#### DATA RECORDS:
▼▼▼

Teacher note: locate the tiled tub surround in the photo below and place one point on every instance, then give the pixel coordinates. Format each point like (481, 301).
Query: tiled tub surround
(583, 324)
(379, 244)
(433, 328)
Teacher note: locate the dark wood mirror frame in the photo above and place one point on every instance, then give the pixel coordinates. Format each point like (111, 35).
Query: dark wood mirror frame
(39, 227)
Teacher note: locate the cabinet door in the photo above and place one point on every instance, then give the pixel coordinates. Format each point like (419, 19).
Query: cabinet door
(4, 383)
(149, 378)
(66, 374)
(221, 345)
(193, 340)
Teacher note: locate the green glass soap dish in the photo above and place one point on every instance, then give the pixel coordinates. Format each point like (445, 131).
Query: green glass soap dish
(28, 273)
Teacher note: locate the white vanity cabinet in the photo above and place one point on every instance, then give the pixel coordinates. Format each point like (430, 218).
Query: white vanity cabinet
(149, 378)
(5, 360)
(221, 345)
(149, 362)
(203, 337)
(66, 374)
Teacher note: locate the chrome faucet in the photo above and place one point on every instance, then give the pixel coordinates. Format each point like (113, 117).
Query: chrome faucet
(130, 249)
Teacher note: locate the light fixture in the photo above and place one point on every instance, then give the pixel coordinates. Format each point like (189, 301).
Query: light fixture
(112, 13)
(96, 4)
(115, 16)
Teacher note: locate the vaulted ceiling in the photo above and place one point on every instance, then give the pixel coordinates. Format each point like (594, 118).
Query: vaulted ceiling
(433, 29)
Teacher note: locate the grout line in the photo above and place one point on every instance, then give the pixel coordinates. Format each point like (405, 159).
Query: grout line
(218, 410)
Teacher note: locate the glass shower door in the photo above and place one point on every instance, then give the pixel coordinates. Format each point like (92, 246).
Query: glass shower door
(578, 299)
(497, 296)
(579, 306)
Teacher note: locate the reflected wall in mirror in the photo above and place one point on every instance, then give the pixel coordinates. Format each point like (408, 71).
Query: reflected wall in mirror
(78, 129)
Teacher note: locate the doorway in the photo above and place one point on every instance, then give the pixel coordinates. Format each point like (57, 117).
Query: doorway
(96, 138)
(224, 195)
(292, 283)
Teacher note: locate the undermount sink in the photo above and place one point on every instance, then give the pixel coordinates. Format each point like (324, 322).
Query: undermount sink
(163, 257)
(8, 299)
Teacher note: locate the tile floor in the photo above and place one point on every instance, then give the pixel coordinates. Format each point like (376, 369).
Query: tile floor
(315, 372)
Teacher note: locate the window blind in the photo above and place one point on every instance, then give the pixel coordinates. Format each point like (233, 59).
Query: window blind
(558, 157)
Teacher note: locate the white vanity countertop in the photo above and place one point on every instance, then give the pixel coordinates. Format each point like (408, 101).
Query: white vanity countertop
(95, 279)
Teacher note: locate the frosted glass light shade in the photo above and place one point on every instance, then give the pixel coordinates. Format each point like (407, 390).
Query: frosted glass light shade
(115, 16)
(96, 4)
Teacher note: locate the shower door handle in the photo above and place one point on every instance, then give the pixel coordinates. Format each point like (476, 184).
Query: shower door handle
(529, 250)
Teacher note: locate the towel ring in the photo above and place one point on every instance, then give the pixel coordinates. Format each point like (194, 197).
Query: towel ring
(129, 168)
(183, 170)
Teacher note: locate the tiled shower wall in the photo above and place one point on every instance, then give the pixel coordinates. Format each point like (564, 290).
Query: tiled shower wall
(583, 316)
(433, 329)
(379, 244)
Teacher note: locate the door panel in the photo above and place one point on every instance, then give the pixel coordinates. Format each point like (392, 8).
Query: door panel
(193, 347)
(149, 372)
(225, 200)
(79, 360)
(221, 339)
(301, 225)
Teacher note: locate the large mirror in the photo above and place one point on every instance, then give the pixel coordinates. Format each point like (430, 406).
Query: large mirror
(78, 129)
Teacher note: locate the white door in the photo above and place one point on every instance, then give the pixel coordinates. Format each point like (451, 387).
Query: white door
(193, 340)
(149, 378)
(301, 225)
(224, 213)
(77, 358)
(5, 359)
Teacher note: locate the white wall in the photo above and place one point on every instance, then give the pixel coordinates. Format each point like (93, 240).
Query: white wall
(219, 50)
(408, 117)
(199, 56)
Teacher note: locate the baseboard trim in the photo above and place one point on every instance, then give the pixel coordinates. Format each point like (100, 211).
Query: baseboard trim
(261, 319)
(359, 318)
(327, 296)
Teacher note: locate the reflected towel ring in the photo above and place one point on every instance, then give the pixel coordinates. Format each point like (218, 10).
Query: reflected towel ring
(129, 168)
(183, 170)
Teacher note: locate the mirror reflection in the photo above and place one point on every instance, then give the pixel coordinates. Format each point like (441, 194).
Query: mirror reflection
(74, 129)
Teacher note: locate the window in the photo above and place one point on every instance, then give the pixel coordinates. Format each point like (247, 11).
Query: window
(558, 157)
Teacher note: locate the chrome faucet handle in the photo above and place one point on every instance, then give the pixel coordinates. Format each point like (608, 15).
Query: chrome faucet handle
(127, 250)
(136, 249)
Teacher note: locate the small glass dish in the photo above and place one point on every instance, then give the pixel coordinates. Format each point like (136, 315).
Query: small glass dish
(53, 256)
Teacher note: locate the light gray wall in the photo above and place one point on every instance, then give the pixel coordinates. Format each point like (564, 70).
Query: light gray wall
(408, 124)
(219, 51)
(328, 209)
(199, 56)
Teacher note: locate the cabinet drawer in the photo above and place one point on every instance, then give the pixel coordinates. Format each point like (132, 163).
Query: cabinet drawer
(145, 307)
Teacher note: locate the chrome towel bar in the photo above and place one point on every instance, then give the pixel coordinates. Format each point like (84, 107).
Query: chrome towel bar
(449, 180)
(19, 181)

▲▲▲
▼▼▼

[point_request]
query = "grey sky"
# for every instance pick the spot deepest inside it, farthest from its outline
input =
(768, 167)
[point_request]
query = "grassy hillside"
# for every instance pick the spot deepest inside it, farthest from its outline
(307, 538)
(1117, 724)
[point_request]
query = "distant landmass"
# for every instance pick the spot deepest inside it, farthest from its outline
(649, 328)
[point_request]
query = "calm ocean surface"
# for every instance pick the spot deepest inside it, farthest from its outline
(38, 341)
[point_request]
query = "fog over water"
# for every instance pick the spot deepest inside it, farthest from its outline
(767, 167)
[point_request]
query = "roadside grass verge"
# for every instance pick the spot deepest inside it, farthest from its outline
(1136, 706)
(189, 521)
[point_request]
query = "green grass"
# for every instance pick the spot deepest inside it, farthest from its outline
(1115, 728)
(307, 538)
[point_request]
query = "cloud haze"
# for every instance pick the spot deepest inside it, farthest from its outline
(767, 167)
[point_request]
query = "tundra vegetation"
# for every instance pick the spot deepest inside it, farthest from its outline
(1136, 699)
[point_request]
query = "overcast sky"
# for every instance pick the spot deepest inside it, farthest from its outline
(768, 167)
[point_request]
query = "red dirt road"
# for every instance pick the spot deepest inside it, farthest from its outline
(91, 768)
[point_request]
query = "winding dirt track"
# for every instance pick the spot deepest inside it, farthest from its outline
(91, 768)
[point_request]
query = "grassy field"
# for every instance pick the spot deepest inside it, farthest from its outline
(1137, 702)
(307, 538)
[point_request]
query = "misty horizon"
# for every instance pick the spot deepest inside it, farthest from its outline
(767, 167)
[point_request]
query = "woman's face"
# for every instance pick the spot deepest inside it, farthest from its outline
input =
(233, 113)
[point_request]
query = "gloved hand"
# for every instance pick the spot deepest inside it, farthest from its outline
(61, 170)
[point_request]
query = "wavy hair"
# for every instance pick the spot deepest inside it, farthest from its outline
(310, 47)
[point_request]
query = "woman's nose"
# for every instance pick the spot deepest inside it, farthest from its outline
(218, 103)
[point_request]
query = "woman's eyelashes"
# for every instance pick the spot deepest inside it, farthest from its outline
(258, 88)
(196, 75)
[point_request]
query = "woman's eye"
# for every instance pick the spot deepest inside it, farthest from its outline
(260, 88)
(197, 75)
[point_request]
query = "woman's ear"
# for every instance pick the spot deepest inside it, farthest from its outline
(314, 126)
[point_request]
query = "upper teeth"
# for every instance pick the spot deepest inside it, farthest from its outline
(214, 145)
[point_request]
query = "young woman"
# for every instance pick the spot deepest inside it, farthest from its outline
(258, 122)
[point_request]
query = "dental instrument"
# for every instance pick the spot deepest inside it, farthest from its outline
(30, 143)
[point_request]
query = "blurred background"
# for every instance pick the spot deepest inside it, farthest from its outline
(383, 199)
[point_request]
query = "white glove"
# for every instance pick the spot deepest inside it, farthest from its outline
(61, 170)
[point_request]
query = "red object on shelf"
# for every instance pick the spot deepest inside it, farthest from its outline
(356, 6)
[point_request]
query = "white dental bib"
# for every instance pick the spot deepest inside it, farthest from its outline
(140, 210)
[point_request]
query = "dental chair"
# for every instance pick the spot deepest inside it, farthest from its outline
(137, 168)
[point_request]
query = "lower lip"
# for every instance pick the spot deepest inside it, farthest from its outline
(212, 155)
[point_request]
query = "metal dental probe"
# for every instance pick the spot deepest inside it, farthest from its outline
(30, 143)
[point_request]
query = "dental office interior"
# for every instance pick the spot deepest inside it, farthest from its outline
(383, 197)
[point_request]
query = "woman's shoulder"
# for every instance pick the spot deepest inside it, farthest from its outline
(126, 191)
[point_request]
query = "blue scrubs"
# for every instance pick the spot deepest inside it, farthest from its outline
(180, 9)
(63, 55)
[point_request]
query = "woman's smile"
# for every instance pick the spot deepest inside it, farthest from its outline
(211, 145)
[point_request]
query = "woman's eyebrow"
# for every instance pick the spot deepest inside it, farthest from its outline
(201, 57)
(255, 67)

▲▲▲
▼▼▼

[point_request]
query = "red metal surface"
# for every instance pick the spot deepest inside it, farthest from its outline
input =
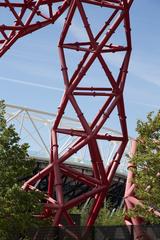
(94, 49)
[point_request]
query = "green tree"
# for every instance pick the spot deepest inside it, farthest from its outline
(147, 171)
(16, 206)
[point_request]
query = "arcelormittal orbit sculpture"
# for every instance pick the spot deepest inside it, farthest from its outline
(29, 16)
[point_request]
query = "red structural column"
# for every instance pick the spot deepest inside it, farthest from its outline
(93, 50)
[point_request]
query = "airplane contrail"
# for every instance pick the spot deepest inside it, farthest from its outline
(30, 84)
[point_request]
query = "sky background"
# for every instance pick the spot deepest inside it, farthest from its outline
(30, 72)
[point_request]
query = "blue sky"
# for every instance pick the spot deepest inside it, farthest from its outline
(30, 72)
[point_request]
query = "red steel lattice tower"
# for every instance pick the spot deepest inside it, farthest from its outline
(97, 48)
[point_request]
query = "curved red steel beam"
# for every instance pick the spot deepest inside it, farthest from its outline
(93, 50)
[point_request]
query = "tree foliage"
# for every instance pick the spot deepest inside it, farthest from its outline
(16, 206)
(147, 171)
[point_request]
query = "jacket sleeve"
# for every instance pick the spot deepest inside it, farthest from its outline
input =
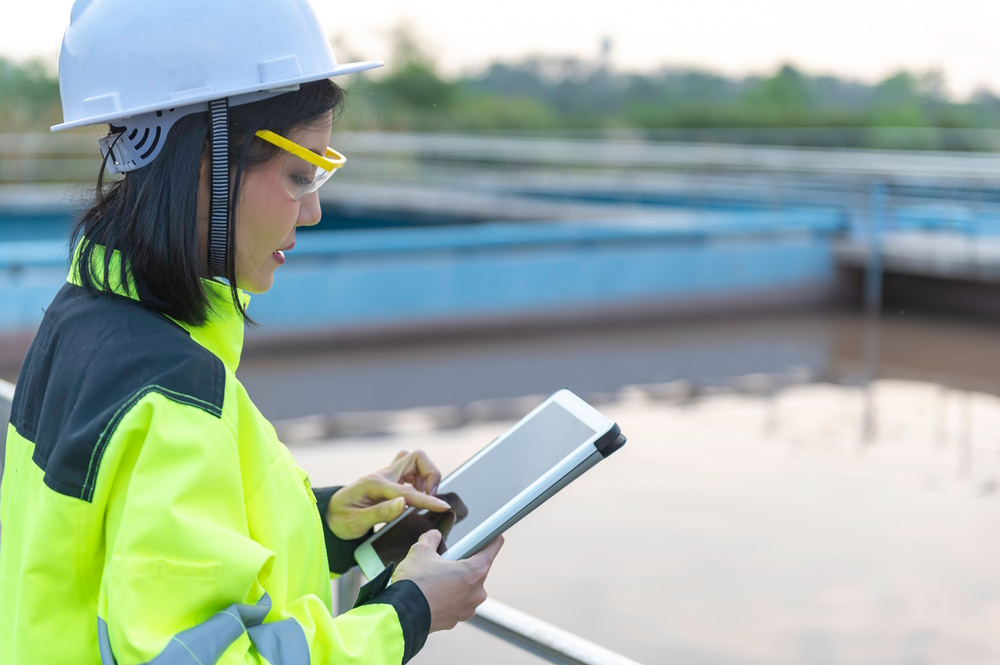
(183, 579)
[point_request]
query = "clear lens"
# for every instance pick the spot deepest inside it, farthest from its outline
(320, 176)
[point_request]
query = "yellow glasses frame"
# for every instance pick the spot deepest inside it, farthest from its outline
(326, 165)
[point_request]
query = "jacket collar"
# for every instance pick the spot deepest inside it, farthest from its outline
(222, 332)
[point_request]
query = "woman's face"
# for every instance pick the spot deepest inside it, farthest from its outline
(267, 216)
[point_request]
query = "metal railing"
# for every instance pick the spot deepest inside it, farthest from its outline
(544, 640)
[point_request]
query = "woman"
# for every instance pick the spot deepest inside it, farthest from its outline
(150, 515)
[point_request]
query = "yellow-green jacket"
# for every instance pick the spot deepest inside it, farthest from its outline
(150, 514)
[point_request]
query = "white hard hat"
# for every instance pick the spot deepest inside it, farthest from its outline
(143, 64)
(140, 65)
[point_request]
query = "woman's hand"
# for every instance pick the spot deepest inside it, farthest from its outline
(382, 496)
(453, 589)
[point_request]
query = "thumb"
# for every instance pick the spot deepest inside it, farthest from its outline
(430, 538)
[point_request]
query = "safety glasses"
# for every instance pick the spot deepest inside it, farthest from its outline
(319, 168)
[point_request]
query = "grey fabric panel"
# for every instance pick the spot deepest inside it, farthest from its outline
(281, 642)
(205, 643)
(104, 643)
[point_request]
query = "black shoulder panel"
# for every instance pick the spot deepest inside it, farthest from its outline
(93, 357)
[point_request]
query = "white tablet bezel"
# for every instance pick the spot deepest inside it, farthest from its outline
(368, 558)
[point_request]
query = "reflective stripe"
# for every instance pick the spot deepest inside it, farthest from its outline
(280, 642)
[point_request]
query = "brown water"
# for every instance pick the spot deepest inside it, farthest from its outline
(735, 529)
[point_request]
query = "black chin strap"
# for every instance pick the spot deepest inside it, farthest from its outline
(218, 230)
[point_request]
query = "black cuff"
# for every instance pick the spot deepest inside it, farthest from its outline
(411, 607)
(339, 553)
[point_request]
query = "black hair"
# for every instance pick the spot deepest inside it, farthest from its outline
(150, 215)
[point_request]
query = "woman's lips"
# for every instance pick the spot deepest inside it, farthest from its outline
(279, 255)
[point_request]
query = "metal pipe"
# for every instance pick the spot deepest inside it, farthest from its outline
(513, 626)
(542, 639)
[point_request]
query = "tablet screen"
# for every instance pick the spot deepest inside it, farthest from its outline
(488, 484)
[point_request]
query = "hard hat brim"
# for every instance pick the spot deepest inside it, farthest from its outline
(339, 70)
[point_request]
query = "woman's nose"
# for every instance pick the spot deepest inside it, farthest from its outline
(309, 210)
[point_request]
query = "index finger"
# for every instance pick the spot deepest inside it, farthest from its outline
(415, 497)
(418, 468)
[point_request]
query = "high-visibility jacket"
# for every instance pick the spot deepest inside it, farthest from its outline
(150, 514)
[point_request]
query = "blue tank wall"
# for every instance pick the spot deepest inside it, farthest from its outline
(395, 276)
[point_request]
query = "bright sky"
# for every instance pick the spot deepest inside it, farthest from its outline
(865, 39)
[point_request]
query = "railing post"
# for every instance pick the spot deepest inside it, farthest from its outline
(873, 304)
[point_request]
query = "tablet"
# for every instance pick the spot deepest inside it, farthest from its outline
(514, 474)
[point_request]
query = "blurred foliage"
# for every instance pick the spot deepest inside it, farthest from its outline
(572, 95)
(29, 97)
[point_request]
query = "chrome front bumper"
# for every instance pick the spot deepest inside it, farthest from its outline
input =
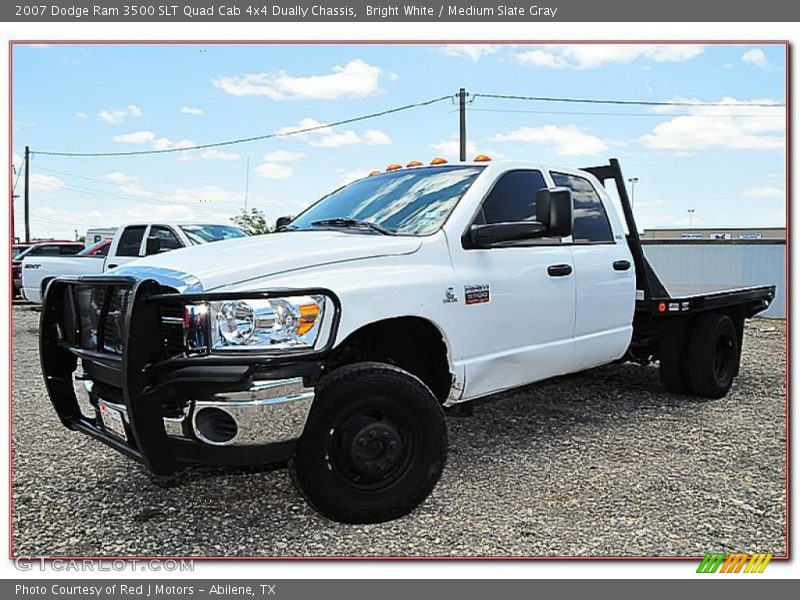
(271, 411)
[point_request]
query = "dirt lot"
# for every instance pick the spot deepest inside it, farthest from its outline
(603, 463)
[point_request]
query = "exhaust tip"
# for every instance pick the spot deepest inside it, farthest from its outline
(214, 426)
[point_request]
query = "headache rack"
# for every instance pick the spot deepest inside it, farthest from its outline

▲▲▲

#### ABOUT THIS EXERCISE:
Return a copy of each line in the records above that has "background" in it.

#### TASK OUTPUT:
query = "blurred background"
query = "sky background"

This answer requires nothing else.